### RECORDS FOR THIS EXERCISE
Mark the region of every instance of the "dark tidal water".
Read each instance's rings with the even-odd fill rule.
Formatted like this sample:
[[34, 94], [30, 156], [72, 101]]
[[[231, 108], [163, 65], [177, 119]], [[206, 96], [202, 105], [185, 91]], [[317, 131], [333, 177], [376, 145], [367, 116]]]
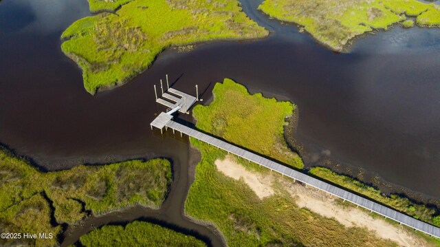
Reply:
[[242, 3], [270, 37], [169, 50], [127, 85], [91, 96], [60, 47], [63, 30], [90, 14], [87, 1], [0, 1], [0, 142], [47, 170], [140, 157], [174, 157], [179, 167], [187, 140], [149, 129], [163, 110], [153, 85], [168, 74], [188, 93], [198, 84], [208, 100], [227, 77], [298, 105], [294, 138], [308, 167], [327, 165], [384, 191], [440, 198], [439, 29], [396, 26], [336, 54], [268, 19], [255, 10], [258, 2]]

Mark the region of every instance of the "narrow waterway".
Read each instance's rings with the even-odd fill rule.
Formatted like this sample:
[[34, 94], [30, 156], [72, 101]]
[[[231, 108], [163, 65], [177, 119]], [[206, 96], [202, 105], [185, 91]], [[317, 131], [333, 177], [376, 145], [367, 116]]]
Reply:
[[[153, 85], [168, 74], [177, 89], [194, 94], [198, 84], [208, 99], [228, 77], [298, 105], [292, 138], [307, 167], [327, 165], [384, 191], [440, 198], [440, 31], [396, 26], [356, 41], [349, 54], [335, 54], [294, 25], [268, 19], [258, 3], [242, 1], [248, 15], [272, 31], [268, 38], [168, 50], [127, 85], [91, 96], [60, 47], [63, 30], [90, 14], [87, 1], [0, 1], [0, 142], [43, 170], [166, 157], [183, 178], [186, 139], [149, 129], [163, 109]], [[176, 181], [160, 211], [135, 208], [84, 226], [155, 219], [221, 242], [215, 232], [182, 217], [188, 179]], [[76, 229], [66, 242], [90, 230]]]

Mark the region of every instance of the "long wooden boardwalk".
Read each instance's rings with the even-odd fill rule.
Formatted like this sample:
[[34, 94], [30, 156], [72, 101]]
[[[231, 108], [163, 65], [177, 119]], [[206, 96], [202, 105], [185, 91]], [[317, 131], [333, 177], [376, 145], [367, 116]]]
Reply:
[[300, 181], [306, 184], [317, 188], [344, 200], [349, 201], [356, 205], [378, 213], [384, 217], [393, 219], [399, 223], [405, 224], [415, 230], [424, 232], [431, 236], [440, 238], [440, 228], [438, 227], [416, 219], [412, 217], [397, 212], [395, 210], [382, 206], [353, 193], [273, 162], [264, 157], [261, 157], [258, 155], [244, 150], [239, 147], [229, 144], [221, 140], [219, 140], [209, 135], [174, 122], [172, 120], [164, 119], [163, 121], [163, 124], [166, 129], [170, 128], [173, 129], [173, 132], [175, 131], [179, 131], [181, 134], [184, 133], [195, 138], [202, 142], [223, 149], [230, 153], [233, 153], [237, 156], [264, 166], [272, 171], [278, 172], [283, 175], [290, 177], [295, 180]]

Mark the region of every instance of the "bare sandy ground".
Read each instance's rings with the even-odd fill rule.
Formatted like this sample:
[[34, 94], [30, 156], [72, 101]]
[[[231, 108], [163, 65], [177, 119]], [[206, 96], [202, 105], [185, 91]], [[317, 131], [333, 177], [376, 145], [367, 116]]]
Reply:
[[[248, 171], [230, 155], [223, 160], [217, 160], [215, 165], [219, 171], [228, 177], [235, 180], [242, 178], [260, 199], [276, 193], [274, 189], [276, 178], [272, 174], [263, 175]], [[287, 180], [278, 179], [277, 182], [281, 183], [283, 189], [295, 198], [299, 207], [307, 208], [324, 217], [334, 218], [346, 227], [365, 227], [378, 237], [390, 239], [402, 246], [430, 246], [424, 239], [408, 233], [402, 227], [393, 226], [382, 219], [373, 218], [367, 212], [358, 208], [338, 204], [335, 198], [324, 192], [305, 188]]]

### EXERCISE DESCRIPTION
Can you rewrite all of the lines above with "even-odd fill rule" swapped for "nonzero winding rule" and nothing else altered? Omit the pictures from your version.

### THE RESPONSE
Mark the region of every instance of the "dark tidal water".
Read each instance's rings with the nonzero winding rule.
Formatted like this sample:
[[34, 94], [30, 156], [72, 101]]
[[[231, 108], [163, 65], [177, 119]], [[206, 96], [202, 105], [185, 91]], [[317, 131], [333, 177], [376, 145], [367, 116]]]
Reply:
[[242, 3], [270, 37], [169, 50], [127, 85], [91, 96], [60, 47], [63, 30], [90, 14], [87, 1], [0, 1], [0, 142], [47, 170], [140, 157], [174, 157], [179, 167], [187, 140], [149, 129], [163, 110], [153, 85], [168, 74], [188, 93], [198, 84], [208, 100], [227, 77], [298, 105], [294, 138], [308, 167], [327, 165], [384, 191], [440, 198], [439, 29], [396, 26], [336, 54], [268, 19], [255, 10], [258, 2]]

Mark the region of every instance of the "narrow waterway".
Read each instance's rings with the nonzero winding rule.
Formatted like this sample:
[[34, 94], [30, 156], [72, 101]]
[[[231, 108], [163, 65], [177, 119]], [[206, 96], [202, 105], [185, 91]], [[317, 131], [333, 177], [376, 145], [367, 116]]]
Reply:
[[[153, 85], [168, 74], [177, 89], [194, 94], [198, 84], [208, 99], [228, 77], [298, 105], [292, 138], [307, 167], [327, 165], [384, 191], [440, 198], [440, 31], [396, 26], [356, 41], [349, 54], [335, 54], [294, 25], [268, 19], [258, 3], [242, 1], [248, 15], [272, 31], [268, 38], [168, 50], [127, 85], [91, 96], [60, 47], [63, 30], [90, 14], [87, 1], [0, 1], [0, 142], [43, 170], [166, 157], [183, 178], [186, 139], [149, 129], [163, 109]], [[176, 181], [160, 211], [135, 208], [84, 226], [155, 219], [221, 242], [215, 232], [182, 217], [188, 179]], [[76, 229], [66, 242], [90, 230]]]

Mark the region of every instance of the "long wooden boardwalk".
Read each instance's rings with the nonzero winding rule.
Formatted like this sample:
[[34, 94], [30, 156], [72, 101]]
[[[231, 108], [163, 65], [177, 119]], [[206, 96], [202, 105], [185, 91]], [[317, 131], [333, 177], [376, 145], [367, 116]]]
Reply:
[[300, 181], [306, 184], [317, 188], [344, 200], [349, 201], [356, 205], [378, 213], [384, 217], [393, 219], [399, 223], [405, 224], [415, 230], [424, 232], [431, 236], [440, 238], [440, 228], [438, 227], [416, 219], [412, 217], [397, 212], [395, 210], [382, 206], [353, 193], [273, 162], [264, 157], [261, 157], [258, 155], [244, 150], [239, 147], [229, 144], [221, 140], [219, 140], [209, 135], [174, 122], [172, 120], [164, 119], [163, 121], [163, 124], [166, 129], [170, 128], [173, 129], [173, 132], [175, 131], [179, 131], [181, 134], [184, 133], [195, 138], [202, 142], [223, 149], [230, 153], [233, 153], [237, 156], [264, 166], [272, 171], [278, 172], [283, 175], [290, 177], [295, 180]]

Mark the region of every instance of the "bare sandy ground".
Read each instance's rings with the nonzero winding rule.
Formatted like this sample:
[[34, 94], [30, 156], [72, 101]]
[[[231, 108], [163, 65], [177, 119]], [[206, 96], [202, 105], [185, 91]], [[317, 131], [333, 177], [376, 145], [367, 116]]]
Reply:
[[[248, 171], [230, 155], [223, 160], [217, 160], [215, 165], [219, 171], [228, 177], [235, 180], [242, 178], [260, 199], [276, 193], [274, 189], [276, 178], [272, 174], [263, 175]], [[287, 180], [278, 179], [277, 182], [281, 183], [283, 189], [295, 198], [299, 207], [307, 208], [324, 217], [334, 218], [346, 227], [365, 227], [378, 237], [390, 239], [402, 246], [430, 246], [424, 239], [408, 233], [402, 227], [393, 226], [382, 219], [373, 218], [367, 212], [358, 208], [338, 204], [335, 198], [324, 192], [305, 188]]]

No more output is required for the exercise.